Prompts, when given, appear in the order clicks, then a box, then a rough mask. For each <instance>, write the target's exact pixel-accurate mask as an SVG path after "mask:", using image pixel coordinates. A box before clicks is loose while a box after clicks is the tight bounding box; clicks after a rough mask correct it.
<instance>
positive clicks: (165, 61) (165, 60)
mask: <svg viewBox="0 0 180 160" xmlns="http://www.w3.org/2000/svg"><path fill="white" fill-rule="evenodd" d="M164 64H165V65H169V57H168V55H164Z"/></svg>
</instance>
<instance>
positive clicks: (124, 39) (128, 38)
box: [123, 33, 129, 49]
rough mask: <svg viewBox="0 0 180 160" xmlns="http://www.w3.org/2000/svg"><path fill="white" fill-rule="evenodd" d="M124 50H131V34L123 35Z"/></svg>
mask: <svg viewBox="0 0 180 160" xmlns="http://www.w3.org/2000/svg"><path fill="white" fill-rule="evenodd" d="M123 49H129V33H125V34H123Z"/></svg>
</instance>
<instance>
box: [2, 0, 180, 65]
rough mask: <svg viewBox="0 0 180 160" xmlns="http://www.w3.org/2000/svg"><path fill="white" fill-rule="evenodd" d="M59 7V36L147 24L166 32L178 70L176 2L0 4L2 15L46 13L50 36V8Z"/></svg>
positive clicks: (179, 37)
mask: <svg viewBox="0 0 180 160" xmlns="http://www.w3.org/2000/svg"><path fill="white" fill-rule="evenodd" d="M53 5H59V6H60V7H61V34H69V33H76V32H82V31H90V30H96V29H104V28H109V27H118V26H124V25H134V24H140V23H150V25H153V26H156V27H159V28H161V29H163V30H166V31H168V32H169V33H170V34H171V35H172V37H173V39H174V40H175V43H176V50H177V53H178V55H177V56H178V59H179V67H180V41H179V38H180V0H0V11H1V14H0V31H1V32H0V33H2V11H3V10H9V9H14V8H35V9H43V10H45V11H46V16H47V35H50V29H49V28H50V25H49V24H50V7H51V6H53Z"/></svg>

==================================================

Please reproduce all of the records exactly as they stand.

Answer to this task:
Prompts, when given, appear in the order clicks, then a box, then a rough mask. For each <instance>, write the target's exact pixel-accurate mask as an SVG path after "mask:", using image pixel coordinates. A box before clicks is loose while a box after clicks is the tight bounding box; clicks after a rough mask correct it.
<instance>
positive clicks: (165, 61) (165, 60)
mask: <svg viewBox="0 0 180 160" xmlns="http://www.w3.org/2000/svg"><path fill="white" fill-rule="evenodd" d="M164 64H165V65H169V57H168V55H164Z"/></svg>
</instance>
<instance>
positive clicks: (124, 39) (128, 38)
box: [123, 33, 129, 49]
rough mask: <svg viewBox="0 0 180 160" xmlns="http://www.w3.org/2000/svg"><path fill="white" fill-rule="evenodd" d="M124 50H131V34L123 35Z"/></svg>
mask: <svg viewBox="0 0 180 160" xmlns="http://www.w3.org/2000/svg"><path fill="white" fill-rule="evenodd" d="M123 49H129V33H125V34H123Z"/></svg>
</instance>
<instance>
box: [2, 0, 180, 65]
rough mask: <svg viewBox="0 0 180 160" xmlns="http://www.w3.org/2000/svg"><path fill="white" fill-rule="evenodd" d="M59 7V36L147 24L166 32L178 70L176 2L0 4L2 15L46 13L50 36V8Z"/></svg>
positive clicks: (179, 37)
mask: <svg viewBox="0 0 180 160" xmlns="http://www.w3.org/2000/svg"><path fill="white" fill-rule="evenodd" d="M53 5H59V6H60V7H61V34H69V33H76V32H82V31H90V30H96V29H104V28H109V27H118V26H124V25H134V24H140V23H150V25H153V26H156V27H159V28H161V29H163V30H166V31H168V32H169V33H170V34H171V35H172V37H173V39H174V40H175V43H176V50H177V53H178V55H177V56H178V59H179V67H180V41H179V38H180V0H0V11H1V14H0V31H1V32H0V33H2V11H3V10H9V9H14V8H35V9H43V10H45V11H46V16H47V35H50V29H49V28H50V25H49V24H50V7H51V6H53Z"/></svg>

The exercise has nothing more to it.